The problem – Filter the items below and copy each line that contains the word "metal". Case counts.
::::
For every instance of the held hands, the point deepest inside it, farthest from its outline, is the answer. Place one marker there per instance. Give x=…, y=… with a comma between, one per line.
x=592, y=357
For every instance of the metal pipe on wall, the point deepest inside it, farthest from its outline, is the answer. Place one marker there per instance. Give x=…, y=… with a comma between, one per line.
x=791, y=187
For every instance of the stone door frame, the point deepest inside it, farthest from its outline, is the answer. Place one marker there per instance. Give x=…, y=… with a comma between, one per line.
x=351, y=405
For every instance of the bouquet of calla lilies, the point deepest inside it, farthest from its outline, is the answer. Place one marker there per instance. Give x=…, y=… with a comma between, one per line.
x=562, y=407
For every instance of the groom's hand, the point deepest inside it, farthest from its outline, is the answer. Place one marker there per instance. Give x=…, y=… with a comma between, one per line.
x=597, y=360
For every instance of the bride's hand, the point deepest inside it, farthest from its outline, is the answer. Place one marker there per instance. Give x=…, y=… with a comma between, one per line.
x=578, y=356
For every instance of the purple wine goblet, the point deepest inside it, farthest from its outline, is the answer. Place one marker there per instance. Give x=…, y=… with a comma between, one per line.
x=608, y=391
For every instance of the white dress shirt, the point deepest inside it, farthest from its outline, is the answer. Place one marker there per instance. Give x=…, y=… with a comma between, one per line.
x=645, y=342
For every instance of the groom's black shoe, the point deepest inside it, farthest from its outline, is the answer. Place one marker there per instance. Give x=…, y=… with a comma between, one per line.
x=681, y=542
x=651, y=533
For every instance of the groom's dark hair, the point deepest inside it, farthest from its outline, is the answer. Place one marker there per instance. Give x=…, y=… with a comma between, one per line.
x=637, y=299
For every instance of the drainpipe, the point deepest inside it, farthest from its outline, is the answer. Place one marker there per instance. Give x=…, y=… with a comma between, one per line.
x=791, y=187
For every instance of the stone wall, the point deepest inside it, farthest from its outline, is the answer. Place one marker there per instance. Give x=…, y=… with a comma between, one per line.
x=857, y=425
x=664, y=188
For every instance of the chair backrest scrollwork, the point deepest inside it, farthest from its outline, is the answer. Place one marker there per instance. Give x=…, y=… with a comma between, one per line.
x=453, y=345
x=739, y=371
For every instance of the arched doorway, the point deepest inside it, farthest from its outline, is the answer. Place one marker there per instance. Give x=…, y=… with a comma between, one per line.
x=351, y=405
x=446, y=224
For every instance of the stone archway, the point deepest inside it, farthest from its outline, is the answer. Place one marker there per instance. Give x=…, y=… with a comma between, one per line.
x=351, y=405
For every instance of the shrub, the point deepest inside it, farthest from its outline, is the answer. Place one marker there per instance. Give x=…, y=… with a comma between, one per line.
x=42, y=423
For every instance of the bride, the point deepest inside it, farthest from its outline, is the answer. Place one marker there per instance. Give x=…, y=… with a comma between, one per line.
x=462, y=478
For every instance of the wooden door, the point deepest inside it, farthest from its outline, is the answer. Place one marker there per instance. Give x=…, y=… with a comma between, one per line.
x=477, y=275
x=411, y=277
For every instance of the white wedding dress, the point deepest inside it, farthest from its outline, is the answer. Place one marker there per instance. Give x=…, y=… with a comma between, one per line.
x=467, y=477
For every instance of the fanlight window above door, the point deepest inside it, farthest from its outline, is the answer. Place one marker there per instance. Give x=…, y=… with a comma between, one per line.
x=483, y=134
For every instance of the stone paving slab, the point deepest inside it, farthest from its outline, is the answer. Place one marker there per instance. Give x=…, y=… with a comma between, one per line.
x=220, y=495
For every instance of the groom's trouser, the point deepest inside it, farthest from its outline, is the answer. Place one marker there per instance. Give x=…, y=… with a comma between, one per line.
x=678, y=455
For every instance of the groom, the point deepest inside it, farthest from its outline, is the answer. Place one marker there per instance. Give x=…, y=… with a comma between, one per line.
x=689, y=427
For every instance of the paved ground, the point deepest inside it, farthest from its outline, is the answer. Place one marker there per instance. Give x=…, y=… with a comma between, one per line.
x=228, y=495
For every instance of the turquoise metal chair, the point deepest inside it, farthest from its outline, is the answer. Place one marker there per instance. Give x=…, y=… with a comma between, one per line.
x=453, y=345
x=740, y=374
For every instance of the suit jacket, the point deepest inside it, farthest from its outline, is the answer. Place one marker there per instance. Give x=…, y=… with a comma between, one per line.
::::
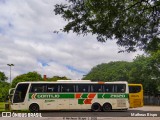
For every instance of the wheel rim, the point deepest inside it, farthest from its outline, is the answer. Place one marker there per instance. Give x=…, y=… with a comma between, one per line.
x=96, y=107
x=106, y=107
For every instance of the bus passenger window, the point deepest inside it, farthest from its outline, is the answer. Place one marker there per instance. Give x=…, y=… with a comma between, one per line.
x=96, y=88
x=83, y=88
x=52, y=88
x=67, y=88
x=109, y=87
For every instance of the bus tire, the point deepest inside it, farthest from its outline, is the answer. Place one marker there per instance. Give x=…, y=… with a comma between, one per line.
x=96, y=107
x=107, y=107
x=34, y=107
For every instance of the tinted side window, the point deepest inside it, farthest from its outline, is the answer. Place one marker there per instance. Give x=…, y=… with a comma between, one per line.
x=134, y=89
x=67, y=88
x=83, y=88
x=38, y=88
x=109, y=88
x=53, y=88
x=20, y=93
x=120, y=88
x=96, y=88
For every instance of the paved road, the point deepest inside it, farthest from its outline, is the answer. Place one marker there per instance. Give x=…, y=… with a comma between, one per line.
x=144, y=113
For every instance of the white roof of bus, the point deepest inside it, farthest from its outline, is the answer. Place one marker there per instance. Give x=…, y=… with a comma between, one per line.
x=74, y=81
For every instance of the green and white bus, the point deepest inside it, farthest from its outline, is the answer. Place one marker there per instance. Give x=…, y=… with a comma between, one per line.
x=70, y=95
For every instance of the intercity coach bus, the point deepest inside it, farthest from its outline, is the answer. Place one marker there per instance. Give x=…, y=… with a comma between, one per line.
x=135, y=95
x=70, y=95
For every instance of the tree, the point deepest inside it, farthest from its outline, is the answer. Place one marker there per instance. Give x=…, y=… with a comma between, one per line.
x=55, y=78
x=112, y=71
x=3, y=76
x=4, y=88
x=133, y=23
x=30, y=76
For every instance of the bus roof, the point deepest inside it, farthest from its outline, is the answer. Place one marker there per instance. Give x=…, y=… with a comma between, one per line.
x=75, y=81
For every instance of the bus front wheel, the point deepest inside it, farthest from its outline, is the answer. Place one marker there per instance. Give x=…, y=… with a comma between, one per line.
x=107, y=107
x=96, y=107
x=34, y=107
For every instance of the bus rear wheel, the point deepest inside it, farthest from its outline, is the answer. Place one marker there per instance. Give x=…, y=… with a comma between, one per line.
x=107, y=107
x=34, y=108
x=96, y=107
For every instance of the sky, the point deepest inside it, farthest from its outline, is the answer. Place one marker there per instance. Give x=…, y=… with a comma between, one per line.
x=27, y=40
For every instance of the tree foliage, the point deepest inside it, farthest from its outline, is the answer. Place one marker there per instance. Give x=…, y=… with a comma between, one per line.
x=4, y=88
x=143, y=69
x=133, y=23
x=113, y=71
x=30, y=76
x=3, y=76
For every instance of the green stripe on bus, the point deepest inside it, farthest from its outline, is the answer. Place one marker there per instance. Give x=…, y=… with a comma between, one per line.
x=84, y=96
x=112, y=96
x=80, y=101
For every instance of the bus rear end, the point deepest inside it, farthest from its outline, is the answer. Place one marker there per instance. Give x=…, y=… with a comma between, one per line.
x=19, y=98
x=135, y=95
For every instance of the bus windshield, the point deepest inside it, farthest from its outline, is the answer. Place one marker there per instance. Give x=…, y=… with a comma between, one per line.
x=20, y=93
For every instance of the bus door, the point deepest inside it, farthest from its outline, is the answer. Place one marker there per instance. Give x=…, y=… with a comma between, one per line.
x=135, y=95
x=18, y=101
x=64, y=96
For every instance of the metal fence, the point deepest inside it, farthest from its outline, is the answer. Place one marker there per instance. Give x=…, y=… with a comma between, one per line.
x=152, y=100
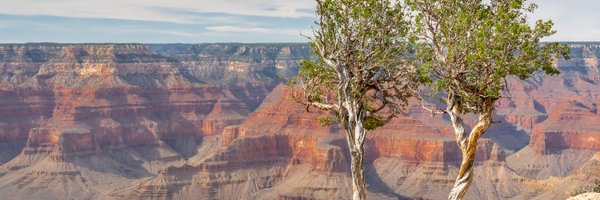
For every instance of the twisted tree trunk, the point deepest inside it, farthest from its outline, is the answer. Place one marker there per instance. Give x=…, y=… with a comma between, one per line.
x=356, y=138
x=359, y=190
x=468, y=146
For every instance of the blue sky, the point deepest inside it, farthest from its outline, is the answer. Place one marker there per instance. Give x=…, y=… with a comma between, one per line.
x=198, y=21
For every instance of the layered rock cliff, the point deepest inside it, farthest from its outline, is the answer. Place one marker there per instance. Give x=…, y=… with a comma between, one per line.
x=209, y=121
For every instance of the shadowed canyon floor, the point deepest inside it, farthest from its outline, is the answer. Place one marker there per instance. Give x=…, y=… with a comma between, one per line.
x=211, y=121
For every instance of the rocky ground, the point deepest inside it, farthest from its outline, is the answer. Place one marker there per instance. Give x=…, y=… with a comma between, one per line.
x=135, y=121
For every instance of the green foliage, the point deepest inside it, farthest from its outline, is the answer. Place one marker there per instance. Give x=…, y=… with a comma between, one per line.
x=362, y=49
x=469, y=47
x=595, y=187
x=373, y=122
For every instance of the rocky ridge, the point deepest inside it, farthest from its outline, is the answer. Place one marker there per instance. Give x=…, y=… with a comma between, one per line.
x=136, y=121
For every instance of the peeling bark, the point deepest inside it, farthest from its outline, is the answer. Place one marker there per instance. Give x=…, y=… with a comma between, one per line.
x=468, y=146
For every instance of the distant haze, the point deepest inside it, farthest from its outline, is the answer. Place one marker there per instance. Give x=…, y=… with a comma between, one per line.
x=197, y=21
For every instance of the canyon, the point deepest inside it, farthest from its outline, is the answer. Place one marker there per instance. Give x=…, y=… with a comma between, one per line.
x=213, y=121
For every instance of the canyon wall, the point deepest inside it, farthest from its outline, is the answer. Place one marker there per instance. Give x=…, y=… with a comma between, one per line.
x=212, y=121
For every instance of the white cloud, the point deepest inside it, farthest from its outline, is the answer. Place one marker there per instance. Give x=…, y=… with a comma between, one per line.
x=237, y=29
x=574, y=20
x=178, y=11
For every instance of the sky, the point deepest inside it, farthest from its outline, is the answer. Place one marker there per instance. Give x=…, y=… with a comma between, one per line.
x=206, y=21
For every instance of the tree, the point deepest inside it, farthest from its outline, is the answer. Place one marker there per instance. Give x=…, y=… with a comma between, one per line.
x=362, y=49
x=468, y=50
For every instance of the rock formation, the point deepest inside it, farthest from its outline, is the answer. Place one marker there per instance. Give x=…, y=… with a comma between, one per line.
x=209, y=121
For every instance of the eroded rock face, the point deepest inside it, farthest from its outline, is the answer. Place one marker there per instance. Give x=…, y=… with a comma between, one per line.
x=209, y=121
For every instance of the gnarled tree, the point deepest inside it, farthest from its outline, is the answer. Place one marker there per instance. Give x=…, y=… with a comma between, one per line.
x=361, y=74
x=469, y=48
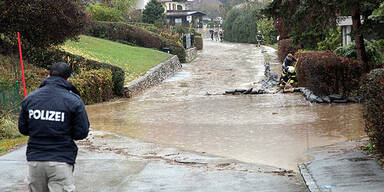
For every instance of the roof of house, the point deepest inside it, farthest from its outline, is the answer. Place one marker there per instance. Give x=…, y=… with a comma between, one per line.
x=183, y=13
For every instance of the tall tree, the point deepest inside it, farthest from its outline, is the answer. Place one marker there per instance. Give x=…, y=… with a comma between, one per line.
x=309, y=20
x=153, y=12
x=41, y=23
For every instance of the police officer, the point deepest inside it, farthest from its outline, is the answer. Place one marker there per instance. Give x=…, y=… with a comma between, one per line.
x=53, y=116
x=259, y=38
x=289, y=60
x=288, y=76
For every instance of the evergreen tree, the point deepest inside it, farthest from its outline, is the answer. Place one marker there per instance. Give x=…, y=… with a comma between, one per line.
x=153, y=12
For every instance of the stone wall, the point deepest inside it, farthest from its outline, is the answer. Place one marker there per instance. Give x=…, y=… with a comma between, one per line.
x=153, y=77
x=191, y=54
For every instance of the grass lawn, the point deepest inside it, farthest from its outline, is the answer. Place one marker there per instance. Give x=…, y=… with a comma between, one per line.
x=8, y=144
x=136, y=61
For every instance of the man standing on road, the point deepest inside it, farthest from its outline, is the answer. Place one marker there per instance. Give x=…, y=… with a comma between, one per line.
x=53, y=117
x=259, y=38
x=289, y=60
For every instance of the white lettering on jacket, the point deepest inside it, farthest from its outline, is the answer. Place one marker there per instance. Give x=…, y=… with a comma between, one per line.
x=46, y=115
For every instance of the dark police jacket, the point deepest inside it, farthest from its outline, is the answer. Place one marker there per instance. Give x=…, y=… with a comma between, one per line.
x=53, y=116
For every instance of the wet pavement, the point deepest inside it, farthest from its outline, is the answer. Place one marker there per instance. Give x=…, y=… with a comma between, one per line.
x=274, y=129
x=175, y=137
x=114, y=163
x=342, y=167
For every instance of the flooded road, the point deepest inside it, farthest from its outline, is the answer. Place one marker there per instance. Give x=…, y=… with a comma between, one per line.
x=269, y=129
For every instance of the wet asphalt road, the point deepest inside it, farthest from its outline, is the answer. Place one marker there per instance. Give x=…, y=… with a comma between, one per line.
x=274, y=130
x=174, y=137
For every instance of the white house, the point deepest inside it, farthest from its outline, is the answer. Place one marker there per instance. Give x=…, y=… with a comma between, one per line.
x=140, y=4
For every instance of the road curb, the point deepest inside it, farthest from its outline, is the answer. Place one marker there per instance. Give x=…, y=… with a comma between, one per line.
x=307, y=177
::::
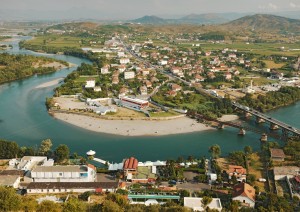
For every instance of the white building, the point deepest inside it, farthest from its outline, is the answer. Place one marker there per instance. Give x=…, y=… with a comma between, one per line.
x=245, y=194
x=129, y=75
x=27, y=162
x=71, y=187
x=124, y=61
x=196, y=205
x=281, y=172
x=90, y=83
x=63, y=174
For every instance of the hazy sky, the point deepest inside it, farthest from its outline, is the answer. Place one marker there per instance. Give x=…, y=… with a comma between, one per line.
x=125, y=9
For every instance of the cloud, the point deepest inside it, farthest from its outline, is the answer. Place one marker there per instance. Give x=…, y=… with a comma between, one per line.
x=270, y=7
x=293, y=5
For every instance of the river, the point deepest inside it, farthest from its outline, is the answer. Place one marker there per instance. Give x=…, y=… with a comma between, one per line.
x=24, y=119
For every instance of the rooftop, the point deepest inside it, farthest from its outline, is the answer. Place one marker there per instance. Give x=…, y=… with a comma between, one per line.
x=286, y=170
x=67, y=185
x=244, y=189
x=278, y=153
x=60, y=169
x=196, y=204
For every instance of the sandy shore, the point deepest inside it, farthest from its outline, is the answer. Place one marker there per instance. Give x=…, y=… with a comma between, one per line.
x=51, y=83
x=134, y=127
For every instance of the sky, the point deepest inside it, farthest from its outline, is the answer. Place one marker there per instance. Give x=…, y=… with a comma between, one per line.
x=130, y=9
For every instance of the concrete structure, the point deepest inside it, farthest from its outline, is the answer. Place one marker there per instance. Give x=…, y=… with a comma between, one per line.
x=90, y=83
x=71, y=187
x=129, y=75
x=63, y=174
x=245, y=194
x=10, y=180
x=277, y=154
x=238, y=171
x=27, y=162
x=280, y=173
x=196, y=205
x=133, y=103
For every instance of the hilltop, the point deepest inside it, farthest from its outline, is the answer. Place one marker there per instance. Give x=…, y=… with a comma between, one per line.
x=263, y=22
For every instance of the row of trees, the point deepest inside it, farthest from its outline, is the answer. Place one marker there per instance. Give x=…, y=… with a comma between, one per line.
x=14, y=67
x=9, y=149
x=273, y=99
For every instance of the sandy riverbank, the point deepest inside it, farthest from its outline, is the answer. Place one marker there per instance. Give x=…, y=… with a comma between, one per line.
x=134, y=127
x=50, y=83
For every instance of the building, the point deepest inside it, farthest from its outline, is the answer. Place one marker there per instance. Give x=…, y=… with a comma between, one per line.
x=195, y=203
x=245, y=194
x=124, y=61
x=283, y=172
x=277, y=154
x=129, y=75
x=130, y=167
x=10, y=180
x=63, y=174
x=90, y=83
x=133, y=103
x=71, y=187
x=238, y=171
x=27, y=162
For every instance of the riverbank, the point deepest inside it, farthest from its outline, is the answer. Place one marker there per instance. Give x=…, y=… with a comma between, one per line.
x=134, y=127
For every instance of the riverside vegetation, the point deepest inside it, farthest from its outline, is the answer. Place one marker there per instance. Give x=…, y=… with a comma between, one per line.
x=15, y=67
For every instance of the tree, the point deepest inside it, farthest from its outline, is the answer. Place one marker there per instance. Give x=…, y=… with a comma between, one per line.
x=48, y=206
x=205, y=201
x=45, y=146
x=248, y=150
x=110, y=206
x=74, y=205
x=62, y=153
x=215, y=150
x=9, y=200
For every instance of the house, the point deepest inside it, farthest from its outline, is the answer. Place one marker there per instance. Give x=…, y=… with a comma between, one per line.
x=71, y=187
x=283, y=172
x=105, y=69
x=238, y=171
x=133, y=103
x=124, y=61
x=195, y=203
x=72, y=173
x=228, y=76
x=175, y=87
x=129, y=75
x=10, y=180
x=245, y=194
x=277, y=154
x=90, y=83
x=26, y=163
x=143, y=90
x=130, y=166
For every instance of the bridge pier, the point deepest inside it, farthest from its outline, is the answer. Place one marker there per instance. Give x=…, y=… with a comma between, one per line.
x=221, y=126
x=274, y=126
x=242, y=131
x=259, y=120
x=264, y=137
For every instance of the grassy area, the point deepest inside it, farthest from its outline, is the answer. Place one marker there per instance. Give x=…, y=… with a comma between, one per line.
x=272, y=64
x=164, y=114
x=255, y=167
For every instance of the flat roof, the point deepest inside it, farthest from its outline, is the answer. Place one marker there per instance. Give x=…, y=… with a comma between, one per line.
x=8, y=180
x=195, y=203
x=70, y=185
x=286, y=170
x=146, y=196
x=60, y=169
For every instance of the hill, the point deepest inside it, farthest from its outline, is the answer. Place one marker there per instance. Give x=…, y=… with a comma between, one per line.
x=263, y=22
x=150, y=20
::::
Finished task –
For every instance of the metal pipe on wall, the point deepest inside it, farthest from its outline, is the answer. Place one marker there per instance. Give x=…, y=… with a comma between, one per line.
For every instance of the turquoise metal chair, the point deepest inside it, farthest from its outline, is the answer. Place one marker there per instance. Give x=…, y=… with a comma between, one per line.
For every instance of the metal fence, the point deepest inside it, farthest from its outline, is the answer. Place one marker there per instance. Give x=…, y=… with a comma between, one per line.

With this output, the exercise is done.